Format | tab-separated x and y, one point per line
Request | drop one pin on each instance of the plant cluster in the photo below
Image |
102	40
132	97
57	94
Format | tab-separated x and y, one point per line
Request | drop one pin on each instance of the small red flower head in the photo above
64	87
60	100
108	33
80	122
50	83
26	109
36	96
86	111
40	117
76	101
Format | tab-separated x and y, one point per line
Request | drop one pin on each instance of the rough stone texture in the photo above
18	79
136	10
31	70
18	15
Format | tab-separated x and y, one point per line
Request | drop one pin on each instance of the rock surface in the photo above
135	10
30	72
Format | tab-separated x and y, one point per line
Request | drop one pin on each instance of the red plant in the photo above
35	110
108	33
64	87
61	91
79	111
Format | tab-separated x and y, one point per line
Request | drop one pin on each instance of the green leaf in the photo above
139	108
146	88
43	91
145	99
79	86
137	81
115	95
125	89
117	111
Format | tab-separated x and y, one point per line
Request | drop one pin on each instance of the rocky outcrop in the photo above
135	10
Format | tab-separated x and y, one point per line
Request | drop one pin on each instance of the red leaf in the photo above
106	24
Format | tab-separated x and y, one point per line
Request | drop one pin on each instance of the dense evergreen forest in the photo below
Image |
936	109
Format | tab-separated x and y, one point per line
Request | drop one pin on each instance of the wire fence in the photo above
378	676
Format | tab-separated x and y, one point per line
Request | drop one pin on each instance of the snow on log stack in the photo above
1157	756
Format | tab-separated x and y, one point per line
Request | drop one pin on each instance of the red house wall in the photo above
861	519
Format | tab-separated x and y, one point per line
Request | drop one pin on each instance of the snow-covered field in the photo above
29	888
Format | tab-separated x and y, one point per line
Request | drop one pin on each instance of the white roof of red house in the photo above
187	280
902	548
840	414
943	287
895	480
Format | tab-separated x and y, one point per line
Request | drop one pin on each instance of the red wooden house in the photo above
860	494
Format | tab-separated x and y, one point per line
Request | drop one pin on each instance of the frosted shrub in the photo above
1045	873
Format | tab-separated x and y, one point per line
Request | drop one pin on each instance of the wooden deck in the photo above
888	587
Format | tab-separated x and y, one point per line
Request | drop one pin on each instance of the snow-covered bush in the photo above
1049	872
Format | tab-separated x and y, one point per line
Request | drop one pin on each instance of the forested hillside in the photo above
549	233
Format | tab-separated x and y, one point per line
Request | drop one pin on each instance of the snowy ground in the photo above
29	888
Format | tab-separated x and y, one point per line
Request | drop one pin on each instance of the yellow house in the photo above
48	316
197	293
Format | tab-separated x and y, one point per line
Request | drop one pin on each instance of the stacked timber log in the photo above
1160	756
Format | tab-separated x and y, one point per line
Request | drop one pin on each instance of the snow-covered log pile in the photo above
+++
# What you are asked to do
Retype all of the material above with every character intact.

# Answer to the problem
Format | tab-separated x and y, one point per line
Request | drop one pin on each instance of the plant cluster in the photo below
Image |
102	40
132	97
57	94
Format | tab-separated x and y, one point per line
Request | drop one pin on each instance of the small red flower head in the photo above
64	87
60	100
108	33
80	122
50	83
26	109
36	96
86	111
40	117
76	101
Format | tab-separated x and y, one point per line
Request | drop one pin on each instance of the rough stone texture in the photo above
18	79
136	10
31	70
18	15
Format | tab-separated x and y, one point per line
Request | drop one pin on each instance of the rock surface in the photo above
135	10
30	72
Format | tab-separated x and y, one point per line
Request | drop one pin on each instance of the red plant in the photo above
35	110
108	33
64	87
61	91
79	111
Format | tab-separated x and y, one point per line
Request | drop one pin on each instance of the green leaf in the photo above
139	108
146	88
43	91
145	99
79	86
137	81
115	95
125	89
117	111
Format | tab-separated x and y, one point per line
Request | drop one pin on each instance of the rocky outcrop in the photo above
135	10
Format | tab-separated x and y, one point per line
Request | drop one pin on each instance of the red leaf in the photo above
106	24
Format | tab-separated x and y, one point per line
Request | drop one pin on each instance of the dense evergreen forest in the photo below
Image |
936	109
Format | tab-separated x and y, one point per line
Request | drop one pin on each instance of the wire fence in the photo above
378	676
Format | tab-separated x and y, one point per line
Request | drop one pin on each instance of the snow on log stack in the photo above
1157	756
Format | tab-separated x and y, one point per line
Request | drop one pin on each instance of the red house wall in the photo above
861	519
Format | tab-separated x and y, one point per line
Request | drop one pin on each instance of the snow-covered field in the photo above
29	888
Format | tab-separated x and y, one point per line
Request | drop one pin on each instance of the white roof of red house in the photo above
187	280
902	548
840	414
943	287
895	480
Format | tab-separated x and y, one point per line
Request | drop one pin on each instance of the red wooden house in the photo above
860	494
Format | tab-separated x and y, one point per line
Request | drop one pin on each instance of the frosted shrub in the photo above
1045	873
Format | tab-separated x and y, one point per line
Request | drop one pin on each instance of the wooden deck in the photo above
888	587
Format | tab-separated x and y, one point per line
Request | drop one pin on each instance of the snow-covered bush in the photo above
1049	872
Format | tab-separated x and y, one point per line
Request | drop one pin on each instance of the forested hillside in the photo above
549	233
Format | tab-separated x and y, one point per line
Request | drop one pin on each instance of the snowy ground in the photo above
29	888
Format | tab-separated x and y, one point per line
Request | drop one pin on each instance of the yellow house in the photo above
48	316
197	293
Format | tab-separated x and y, one point per line
Request | drop one pin on each instance of the stacked timber log in the photo above
1160	756
Format | tab-separated x and y, one point per line
Request | drop one pin on each instance of the snow-covered log pile in the photo above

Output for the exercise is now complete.